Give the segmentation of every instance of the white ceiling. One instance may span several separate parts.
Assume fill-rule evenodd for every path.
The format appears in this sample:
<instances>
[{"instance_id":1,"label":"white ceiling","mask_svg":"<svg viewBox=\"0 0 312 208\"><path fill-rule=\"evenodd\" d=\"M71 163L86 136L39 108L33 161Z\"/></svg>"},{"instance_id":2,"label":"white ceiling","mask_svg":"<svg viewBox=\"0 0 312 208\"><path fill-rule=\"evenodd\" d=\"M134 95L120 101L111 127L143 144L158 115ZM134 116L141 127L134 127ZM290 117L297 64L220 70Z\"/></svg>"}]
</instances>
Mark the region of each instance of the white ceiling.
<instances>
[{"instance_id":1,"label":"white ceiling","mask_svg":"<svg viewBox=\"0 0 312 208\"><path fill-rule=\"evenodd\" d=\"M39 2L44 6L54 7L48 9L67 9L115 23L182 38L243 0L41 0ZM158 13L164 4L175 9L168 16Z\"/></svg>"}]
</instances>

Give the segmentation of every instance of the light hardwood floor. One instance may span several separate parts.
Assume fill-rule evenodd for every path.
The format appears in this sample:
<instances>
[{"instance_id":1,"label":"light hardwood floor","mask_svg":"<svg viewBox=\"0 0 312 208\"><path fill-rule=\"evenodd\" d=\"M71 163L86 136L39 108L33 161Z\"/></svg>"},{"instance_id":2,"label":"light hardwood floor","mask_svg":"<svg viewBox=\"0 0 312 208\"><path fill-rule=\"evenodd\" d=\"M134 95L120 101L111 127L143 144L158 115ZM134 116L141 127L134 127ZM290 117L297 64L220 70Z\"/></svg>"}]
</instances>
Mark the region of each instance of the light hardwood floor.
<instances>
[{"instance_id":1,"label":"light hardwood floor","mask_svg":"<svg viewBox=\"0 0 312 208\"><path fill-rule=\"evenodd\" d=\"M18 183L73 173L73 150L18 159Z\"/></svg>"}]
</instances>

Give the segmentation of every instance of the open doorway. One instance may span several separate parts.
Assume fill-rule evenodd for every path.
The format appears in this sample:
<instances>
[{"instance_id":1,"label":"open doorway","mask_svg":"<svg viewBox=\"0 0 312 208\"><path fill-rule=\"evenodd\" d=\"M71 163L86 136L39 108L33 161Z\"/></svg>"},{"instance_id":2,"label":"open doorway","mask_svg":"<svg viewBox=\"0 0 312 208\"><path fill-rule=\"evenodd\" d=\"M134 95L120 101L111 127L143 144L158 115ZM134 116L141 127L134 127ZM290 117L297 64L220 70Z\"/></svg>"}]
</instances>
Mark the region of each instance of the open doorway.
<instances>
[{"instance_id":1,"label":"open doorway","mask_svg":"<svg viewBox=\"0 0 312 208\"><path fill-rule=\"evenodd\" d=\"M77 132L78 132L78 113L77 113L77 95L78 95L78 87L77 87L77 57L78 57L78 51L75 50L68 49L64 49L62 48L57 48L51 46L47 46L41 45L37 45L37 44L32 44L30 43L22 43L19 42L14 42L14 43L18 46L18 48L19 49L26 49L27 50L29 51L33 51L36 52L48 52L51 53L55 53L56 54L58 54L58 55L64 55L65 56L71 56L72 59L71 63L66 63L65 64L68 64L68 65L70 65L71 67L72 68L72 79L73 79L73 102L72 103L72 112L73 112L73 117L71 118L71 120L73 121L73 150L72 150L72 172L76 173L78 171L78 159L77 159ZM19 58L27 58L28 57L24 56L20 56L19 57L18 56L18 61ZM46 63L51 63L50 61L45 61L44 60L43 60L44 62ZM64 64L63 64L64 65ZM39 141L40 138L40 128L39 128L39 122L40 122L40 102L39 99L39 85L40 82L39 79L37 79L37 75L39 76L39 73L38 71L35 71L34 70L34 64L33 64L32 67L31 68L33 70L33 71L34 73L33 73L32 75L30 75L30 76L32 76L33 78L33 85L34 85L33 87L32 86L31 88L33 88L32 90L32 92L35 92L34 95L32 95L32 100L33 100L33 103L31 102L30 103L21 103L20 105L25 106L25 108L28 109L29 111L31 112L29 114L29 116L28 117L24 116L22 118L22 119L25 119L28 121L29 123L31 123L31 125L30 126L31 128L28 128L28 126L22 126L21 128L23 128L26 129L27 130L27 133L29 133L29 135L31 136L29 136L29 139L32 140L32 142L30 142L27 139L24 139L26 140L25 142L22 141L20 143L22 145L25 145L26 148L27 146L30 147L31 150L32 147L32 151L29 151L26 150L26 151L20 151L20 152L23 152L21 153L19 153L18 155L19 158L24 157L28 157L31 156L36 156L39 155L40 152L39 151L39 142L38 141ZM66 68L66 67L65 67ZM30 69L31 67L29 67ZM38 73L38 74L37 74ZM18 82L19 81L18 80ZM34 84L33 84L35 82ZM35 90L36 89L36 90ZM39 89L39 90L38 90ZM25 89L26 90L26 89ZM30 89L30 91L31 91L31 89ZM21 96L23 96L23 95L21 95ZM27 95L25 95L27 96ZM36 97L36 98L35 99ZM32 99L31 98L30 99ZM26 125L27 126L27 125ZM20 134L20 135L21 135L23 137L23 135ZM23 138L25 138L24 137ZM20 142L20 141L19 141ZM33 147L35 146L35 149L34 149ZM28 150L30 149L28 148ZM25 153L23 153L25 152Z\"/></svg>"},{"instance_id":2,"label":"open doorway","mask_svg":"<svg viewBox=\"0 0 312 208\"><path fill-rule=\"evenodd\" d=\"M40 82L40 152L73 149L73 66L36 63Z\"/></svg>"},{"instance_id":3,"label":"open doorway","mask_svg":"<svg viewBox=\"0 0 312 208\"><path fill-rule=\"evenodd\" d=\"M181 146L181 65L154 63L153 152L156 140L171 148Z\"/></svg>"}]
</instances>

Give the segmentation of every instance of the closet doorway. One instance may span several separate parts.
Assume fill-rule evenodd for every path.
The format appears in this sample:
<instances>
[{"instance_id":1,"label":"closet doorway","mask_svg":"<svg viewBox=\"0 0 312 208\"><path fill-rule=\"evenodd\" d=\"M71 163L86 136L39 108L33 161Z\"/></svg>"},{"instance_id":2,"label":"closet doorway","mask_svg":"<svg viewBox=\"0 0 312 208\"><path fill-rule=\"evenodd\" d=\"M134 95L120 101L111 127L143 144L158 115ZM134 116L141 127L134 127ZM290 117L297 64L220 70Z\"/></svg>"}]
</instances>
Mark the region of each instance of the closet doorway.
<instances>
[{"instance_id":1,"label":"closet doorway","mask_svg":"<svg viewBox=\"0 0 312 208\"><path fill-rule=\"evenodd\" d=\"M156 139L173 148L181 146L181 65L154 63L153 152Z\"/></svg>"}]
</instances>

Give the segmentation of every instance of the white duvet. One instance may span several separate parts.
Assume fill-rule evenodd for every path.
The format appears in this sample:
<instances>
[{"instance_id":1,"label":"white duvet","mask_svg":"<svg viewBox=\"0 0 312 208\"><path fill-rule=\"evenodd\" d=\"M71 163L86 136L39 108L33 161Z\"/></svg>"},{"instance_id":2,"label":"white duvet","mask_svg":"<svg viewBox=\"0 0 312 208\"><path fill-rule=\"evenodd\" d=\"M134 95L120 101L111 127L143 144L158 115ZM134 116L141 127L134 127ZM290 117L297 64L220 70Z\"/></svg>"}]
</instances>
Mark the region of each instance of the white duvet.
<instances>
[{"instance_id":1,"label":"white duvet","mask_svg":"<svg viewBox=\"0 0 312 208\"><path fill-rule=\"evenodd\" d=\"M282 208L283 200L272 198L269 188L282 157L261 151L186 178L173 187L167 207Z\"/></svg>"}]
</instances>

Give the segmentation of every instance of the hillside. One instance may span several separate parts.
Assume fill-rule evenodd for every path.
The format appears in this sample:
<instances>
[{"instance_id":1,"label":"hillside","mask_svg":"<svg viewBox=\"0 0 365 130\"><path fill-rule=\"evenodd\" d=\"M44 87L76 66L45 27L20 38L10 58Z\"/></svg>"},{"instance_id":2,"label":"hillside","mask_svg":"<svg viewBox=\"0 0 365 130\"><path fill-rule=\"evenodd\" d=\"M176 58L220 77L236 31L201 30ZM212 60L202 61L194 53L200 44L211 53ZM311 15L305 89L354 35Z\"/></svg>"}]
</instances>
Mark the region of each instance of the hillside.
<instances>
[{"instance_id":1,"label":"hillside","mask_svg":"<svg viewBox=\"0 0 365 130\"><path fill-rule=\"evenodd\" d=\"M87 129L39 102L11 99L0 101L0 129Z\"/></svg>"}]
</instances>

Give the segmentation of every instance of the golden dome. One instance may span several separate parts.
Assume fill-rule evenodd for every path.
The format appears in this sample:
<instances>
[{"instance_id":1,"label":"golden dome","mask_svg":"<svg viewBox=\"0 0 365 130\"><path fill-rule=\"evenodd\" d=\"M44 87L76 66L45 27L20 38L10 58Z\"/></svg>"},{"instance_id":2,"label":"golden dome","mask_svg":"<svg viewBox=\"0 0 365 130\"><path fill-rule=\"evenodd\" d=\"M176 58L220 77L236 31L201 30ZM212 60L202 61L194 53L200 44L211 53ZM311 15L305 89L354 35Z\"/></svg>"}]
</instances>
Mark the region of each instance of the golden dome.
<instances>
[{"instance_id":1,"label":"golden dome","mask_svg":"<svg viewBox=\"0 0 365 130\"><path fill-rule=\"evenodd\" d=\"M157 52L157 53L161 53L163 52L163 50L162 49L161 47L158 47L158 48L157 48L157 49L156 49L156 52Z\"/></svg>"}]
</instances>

▸ **Your objective**: Copy out the lines above word for word, starting at the line with "Give the segmentation of every instance of the golden" and ending with the last line.

▸ **Correct output**:
Give the segmentation of every instance of the golden dome. One instance may span several separate parts.
Assume fill-rule evenodd for every path.
The format appears in this sample:
<instances>
[{"instance_id":1,"label":"golden dome","mask_svg":"<svg viewBox=\"0 0 365 130\"><path fill-rule=\"evenodd\" d=\"M44 87L76 66L45 27L20 38L10 58Z\"/></svg>"},{"instance_id":2,"label":"golden dome","mask_svg":"<svg viewBox=\"0 0 365 130\"><path fill-rule=\"evenodd\" d=\"M176 58L220 77L236 31L201 30ZM212 60L202 61L194 53L200 44L211 53ZM311 15L305 89L354 35Z\"/></svg>"}]
</instances>
Mark the region of each instance of the golden dome.
<instances>
[{"instance_id":1,"label":"golden dome","mask_svg":"<svg viewBox=\"0 0 365 130\"><path fill-rule=\"evenodd\" d=\"M157 52L157 53L161 53L163 52L163 50L162 49L161 47L158 47L158 48L157 48L157 49L156 49L156 52Z\"/></svg>"}]
</instances>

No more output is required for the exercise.